So gut man sich einst kannte, so fremd sind sich nun die beiden Protagonisten. Nach der heimlichen äußerlichen Inaugenscheinnahme fällt jeder sein Urteil über den anderen, dann belauert, beschnuppert man sich vorsichtig weiter, ist eigentlich interessiert am anderen, hofft auf ein erstes Wort, das das Eis brechen könnte, und fürchtet es gleichzeitig, denn egal wie ein Gespräch seinen Anfang nähme, es kann nur peinlich werden.
Was war Philippe doch früher für ein arroganter Schönling! Die einstige, von den Mädchen angehimmelte Pracht ist dahin. Mit schütterem, ergrauendem Haar, schlaffem Bewegungsapparat und Bierbauch findet Cécile ihn jetzt bemitleidenswert.

◆ Ausgangsmaterial ◆
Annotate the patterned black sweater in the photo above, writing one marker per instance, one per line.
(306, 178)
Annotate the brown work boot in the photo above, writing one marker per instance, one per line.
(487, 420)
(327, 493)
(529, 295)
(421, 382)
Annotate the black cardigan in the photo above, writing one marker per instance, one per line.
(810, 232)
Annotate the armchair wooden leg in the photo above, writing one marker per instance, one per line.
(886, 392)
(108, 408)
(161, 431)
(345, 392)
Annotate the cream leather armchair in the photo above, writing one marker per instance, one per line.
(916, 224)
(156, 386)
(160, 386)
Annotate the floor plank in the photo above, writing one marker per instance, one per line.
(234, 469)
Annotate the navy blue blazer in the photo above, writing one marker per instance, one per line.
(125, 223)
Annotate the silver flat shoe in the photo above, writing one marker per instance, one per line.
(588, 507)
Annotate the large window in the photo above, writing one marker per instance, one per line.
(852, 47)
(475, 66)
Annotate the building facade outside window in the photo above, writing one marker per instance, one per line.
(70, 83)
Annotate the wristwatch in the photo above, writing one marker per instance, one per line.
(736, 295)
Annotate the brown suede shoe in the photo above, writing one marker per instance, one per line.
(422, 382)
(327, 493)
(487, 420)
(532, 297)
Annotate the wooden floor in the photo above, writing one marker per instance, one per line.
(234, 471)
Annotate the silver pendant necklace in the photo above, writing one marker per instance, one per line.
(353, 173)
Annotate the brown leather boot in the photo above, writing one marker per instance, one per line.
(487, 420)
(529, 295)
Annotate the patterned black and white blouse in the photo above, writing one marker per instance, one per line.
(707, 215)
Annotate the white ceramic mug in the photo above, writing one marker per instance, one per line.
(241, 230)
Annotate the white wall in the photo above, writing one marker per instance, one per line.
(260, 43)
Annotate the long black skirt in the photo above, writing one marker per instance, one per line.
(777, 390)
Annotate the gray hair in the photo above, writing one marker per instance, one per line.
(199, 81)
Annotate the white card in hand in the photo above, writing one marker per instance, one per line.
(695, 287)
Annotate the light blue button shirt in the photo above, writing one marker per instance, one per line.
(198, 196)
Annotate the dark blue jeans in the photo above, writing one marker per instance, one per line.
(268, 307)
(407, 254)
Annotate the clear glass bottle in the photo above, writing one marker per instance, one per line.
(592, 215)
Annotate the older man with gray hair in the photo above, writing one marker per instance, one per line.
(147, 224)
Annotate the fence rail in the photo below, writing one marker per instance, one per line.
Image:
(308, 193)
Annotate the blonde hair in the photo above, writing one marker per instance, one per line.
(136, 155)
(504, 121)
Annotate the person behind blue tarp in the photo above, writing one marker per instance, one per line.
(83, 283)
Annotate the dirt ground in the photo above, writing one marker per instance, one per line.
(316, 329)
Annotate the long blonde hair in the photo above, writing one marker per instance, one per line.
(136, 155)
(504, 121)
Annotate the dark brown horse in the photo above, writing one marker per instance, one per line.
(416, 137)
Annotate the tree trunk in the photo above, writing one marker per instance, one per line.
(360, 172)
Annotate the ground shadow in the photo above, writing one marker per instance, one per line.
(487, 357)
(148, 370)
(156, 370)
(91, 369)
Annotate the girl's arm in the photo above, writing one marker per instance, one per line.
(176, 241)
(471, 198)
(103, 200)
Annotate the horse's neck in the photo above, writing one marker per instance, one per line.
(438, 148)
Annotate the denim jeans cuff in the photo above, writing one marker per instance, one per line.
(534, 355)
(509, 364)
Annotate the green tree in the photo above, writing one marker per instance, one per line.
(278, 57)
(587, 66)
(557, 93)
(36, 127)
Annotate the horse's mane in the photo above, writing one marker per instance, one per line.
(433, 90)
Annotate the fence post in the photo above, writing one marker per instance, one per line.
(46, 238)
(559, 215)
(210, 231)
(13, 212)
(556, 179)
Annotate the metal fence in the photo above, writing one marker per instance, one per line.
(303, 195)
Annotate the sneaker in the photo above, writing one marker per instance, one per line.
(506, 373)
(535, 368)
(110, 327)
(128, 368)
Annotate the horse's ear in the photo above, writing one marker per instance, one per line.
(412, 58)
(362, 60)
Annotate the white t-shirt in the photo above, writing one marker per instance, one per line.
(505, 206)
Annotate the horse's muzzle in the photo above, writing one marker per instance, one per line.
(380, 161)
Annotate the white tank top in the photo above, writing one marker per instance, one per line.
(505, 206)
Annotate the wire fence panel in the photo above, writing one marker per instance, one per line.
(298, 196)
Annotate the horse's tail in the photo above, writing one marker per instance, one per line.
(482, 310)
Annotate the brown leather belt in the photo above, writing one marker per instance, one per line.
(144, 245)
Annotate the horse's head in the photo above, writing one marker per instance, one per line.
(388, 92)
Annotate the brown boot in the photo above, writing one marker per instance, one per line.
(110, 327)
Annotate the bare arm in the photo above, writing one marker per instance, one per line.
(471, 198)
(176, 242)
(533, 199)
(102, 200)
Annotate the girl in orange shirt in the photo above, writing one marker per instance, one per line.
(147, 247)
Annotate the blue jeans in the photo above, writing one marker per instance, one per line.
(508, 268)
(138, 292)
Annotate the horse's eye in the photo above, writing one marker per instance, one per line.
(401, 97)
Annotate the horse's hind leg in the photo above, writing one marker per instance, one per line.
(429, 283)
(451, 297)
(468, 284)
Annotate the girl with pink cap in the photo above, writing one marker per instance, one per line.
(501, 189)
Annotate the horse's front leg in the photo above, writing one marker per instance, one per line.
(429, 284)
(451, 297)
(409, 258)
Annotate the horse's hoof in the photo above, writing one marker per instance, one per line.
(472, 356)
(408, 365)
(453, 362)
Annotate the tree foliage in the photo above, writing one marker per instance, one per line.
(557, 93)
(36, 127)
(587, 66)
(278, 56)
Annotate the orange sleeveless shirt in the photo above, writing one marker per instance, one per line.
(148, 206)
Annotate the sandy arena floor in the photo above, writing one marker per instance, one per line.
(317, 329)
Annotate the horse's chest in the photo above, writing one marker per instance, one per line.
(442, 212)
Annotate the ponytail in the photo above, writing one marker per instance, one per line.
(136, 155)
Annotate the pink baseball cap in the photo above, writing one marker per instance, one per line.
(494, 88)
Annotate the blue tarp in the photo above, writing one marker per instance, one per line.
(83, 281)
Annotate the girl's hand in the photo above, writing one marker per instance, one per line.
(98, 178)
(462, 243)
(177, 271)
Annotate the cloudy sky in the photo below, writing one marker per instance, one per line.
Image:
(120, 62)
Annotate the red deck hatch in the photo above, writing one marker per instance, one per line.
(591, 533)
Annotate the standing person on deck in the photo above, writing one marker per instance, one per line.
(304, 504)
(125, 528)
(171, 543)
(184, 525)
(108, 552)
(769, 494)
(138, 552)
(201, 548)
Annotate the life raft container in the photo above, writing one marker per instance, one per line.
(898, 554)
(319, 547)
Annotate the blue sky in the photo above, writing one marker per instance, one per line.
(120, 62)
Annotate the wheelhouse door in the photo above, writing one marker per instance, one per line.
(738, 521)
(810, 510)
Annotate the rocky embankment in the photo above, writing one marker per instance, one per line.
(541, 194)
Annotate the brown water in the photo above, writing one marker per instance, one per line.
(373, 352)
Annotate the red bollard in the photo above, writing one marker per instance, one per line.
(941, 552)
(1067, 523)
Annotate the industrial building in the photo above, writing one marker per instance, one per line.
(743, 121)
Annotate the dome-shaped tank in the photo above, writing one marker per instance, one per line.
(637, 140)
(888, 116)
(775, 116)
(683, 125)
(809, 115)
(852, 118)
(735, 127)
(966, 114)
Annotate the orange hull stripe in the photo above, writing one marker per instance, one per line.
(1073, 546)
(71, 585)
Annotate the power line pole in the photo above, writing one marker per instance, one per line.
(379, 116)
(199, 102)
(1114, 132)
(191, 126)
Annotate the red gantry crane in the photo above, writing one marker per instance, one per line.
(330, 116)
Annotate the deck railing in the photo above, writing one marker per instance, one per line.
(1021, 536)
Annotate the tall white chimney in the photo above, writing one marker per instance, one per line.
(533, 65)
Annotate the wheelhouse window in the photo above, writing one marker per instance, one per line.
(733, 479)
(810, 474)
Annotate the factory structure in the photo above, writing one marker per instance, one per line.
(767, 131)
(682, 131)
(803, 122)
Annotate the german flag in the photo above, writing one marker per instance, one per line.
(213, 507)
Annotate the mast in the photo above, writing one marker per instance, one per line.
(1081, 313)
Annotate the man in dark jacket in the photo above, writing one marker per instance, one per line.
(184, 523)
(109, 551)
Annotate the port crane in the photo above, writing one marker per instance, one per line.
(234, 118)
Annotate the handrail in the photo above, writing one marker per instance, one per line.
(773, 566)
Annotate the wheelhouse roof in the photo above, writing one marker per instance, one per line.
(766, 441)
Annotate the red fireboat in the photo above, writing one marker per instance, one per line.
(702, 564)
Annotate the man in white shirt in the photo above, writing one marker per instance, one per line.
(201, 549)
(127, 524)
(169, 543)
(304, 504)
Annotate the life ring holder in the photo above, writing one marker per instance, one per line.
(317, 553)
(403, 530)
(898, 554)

◆ Aufgaben ◆
A. Beantworte die folgenden Fragen zum Textauszug über Philippe und Cécile:
(i) Worauf hofft jeder der beiden Protagonisten, und was fürchtet er zugleich?
(ii) Von wem wurde Philippe früher angehimmelt?
(iii) Wie findet Cécile Philippe jetzt?
B. Gib aus dem Textauszug über Philippe und Cécile alles von „So gut man sich“ bis hinunter zu „ihn jetzt bemitleidenswert.“ wortgetreu wieder.
C. Führe den Textauszug über Philippe und Cécile im Anschluss an seinen letzten Satz fort.
Die Zeilen spielen hierfür keine Rolle.

◆ Lösungen ◆
A.
(i) Jeder hofft auf ein erstes Wort, das das Eis brechen könnte, und fürchtet dieses Wort zugleich.
(ii) Von den Mädchen.
(iii) Bemitleidenswert.

B.
So gut man sich einst kannte, so fremd sind sich nun die beiden Protagonisten. Nach der heimlichen äußerlichen Inaugenscheinnahme fällt jeder sein Urteil über den anderen, dann belauert, beschnuppert man sich vorsichtig weiter, ist eigentlich interessiert am anderen, hofft auf ein erstes Wort, das das Eis brechen könnte, und fürchtet es gleichzeitig, denn egal wie ein Gespräch seinen Anfang nähme, es kann nur peinlich werden.
Was war Philippe doch früher für ein arroganter Schönling! Die einstige, von den Mädchen angehimmelte Pracht ist dahin. Mit schütterem, ergrauendem Haar, schlaffem Bewegungsapparat und Bierbauch findet Cécile ihn jetzt bemitleidenswert.

C.
Was ist nur aus dem hässlichen Entlein geworden? Philippe war damals froh, als er die unscheinbare Cécile, nicht mehr als ein Durchschnittsmodell, nach knapp drei Monaten wieder los war. Zugegeben, sie als »Ameise auf einem Rasenstück« zu bezeichnen war, wie vieles andere, schon sehr verletzend ... wenn auch ein Nichts im Vergleich zu dem Überding, das er sich dann in London leistete. Wo er Cécile jetzt als gut aussehende, selbstsichere Powerfrau in den besten Jahren im Augenwinkel hat, tut ihm das, was längst vergessen war und nun wieder hochwabert, leid.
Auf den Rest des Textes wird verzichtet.